Text for analysis:
· · · ·

The alert was raised to three on a five-level scale after Taal Volcano blasted a dark gray plume into the sky yesterday. The five-minute steam- and gas-driven explosion was followed by four smaller emissions but the volcano was generally calm so far today, volcanologists said.
The preemptive evacuations involved residents in five high-risk villages in the lakeside towns of Laurel and Agoncillo. More than 14,000 people may have to be moved temporarily away from the volcano, said Mark Timbal, a spokesman for the government’s disaster-response agency.
Town officials, however, faced an extra predicament of ensuring emergency shelters, usually school buildings, basketball gymnasiums and even church grounds, would not become coronavirus hotspots. Displaced villagers were asked to wear face masks and were sheltered in tents set safely apart, requiring considerably more space than in pre-pandemic times.
In Laurel town, Imelda Reyes feared for her and her family’s safety in their home near the volcano and in the crowded grade school-turned-evacuation center where they took shelter Friday. “If we stay home, the volcano can explode anytime,” Reyes told AP. “But here, just one sick person can infect all of us. Both are dangerous choices.”
Most evacuation camps have set up isolation areas in case anyone began showing Covid symptoms.
“It’s doubly difficult now. Before, we just asked people to rush to the evacuation centres and squeeze themselves in as much as possible,” said disaster-response officer Junfrance De Villa of Agoncillo town.
“Now, we have to keep a close eye on the numbers. We’re doing everything to avoid congestion,” De Villa told AP by telephone.

· · · ·

Given entries:
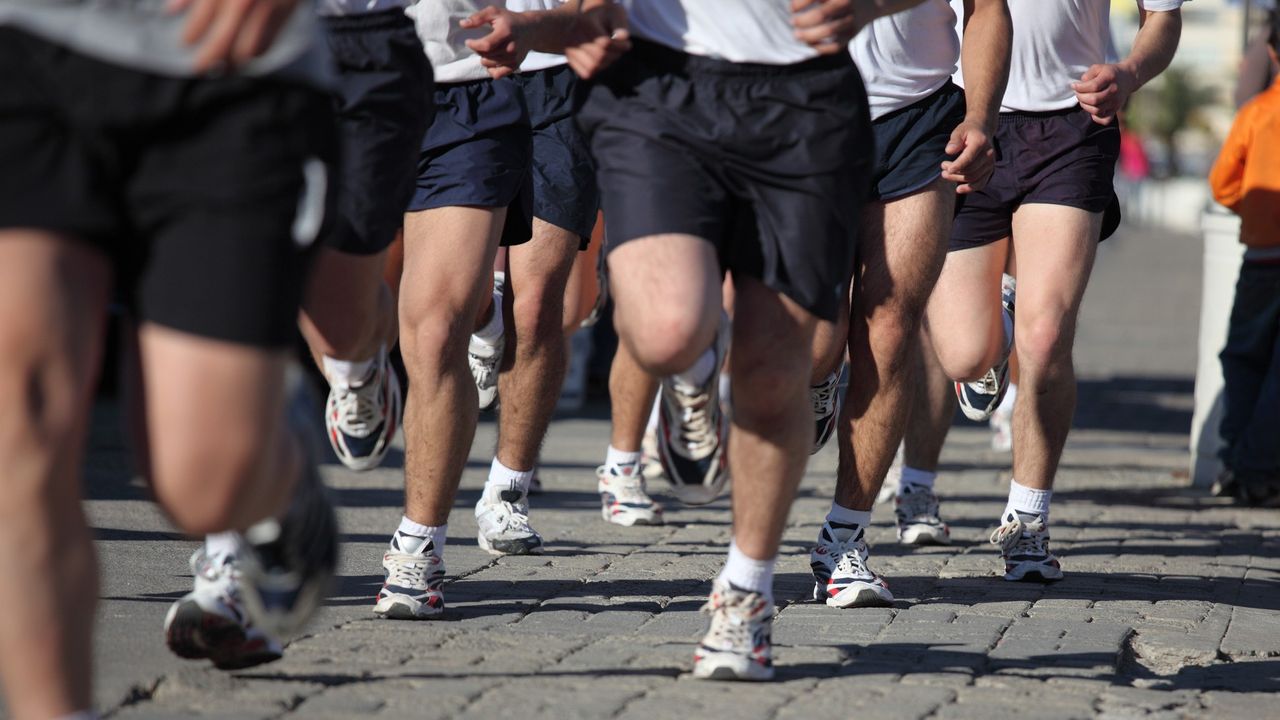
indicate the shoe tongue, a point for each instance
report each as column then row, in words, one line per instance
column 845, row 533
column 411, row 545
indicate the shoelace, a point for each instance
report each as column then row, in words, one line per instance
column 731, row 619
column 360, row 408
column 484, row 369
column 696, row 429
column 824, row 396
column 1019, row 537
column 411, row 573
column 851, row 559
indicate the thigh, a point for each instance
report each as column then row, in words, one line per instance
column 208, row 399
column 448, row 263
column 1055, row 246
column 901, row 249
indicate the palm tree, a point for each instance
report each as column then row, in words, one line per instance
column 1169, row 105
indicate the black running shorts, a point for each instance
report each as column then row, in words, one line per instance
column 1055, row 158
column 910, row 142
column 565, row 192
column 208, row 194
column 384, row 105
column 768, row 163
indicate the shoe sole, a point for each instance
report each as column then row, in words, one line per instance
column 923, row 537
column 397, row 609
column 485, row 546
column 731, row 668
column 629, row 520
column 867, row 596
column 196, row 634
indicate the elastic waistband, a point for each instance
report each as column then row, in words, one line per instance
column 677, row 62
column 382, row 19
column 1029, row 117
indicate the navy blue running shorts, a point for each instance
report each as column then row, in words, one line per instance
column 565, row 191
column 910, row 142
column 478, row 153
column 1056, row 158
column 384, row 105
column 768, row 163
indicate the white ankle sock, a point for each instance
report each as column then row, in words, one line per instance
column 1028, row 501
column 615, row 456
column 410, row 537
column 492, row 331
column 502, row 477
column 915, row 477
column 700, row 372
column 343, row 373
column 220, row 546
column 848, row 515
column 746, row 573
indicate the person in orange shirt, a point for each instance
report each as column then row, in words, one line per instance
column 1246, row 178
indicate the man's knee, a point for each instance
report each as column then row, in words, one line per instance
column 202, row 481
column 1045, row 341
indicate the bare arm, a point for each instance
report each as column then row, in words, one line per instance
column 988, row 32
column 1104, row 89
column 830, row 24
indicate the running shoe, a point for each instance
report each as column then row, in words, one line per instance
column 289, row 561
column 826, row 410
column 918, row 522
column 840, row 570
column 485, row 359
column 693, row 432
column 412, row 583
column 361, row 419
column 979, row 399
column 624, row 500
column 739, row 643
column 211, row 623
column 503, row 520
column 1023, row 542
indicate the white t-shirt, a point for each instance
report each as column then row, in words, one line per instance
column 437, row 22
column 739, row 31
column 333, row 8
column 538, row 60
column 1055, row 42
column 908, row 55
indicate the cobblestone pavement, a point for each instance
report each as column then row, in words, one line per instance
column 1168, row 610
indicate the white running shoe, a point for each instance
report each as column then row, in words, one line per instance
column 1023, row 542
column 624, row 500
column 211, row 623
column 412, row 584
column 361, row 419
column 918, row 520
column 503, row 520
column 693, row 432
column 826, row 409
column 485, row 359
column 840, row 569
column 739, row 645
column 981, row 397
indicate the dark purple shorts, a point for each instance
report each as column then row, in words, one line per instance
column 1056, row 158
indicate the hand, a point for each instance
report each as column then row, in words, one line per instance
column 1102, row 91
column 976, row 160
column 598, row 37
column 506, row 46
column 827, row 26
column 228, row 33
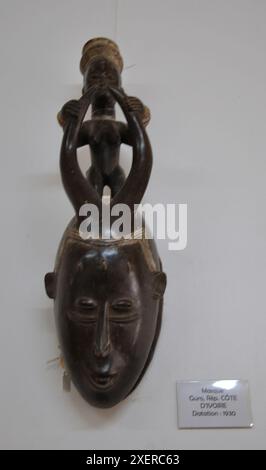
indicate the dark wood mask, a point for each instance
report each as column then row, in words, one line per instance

· · · ·

Required action 1:
Condense the paragraph of the Taal Volcano article that opens with "Town officials, however, faced" into a short list that keeps its main facts.
Required action 2:
Retype word for word the passage of the Taal Volcano article starting with "In Laurel town, Imelda" and going on through "AP by telephone.".

Problem solution 1:
- Town officials also had to keep emergency shelters from becoming coronavirus hotspots. These shelters were usually school buildings, basketball gymnasiums and even church grounds.
- Displaced villagers were asked to wear face masks.
- They were sheltered in tents set safely apart. This took much more space than before the pandemic.

Problem solution 2:
In Laurel town, Imelda Reyes feared for her and her family’s safety in their home near the volcano and in the crowded grade school-turned-evacuation center where they took shelter Friday. “If we stay home, the volcano can explode anytime,” Reyes told AP. “But here, just one sick person can infect all of us. Both are dangerous choices.”
Most evacuation camps have set up isolation areas in case anyone began showing Covid symptoms.
“It’s doubly difficult now. Before, we just asked people to rush to the evacuation centres and squeeze themselves in as much as possible,” said disaster-response officer Junfrance De Villa of Agoncillo town.
“Now, we have to keep a close eye on the numbers. We’re doing everything to avoid congestion,” De Villa told AP by telephone.